*來源*
↓↓↓

使用Python抓取Google新聞

最近有需求要做一隻 Python 爬蟲來抓取新聞，與其到各大網路新聞去抓，乾脆直接把腦筋動到 Google 上，以 Google 抓新聞的管道我看到有兩個，一個是Google search 的新聞頁籤，另一個則是Google 新聞。

Google 新聞平台上沒有更多篩條件，抓下來的資料在時間還有排序上只能完全依照 google 提供的(汗)。所以我最後選擇用 Google Search 的新聞做為資料來源。

不過使用 Goolgle Search 的新聞，發現在網頁點選右鍵檢視網頁原始碼所看到的 html 會與實際爬蟲抓到的不一樣，看起來 Google 針對這部分有把 html 標籤、id、class 等變化過，所以在處理前必須要先了解一下爬蟲抓到的資料結構。

↑↑↑

*已知資料*

↓↓↓

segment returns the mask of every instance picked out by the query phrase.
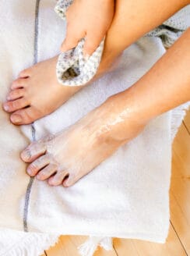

↑↑↑

*題目要求*
根據來源，Google 把爬蟲抓到的網頁裡哪些東西變化過？請全部列出。

*參考解答*
html 標籤、id、class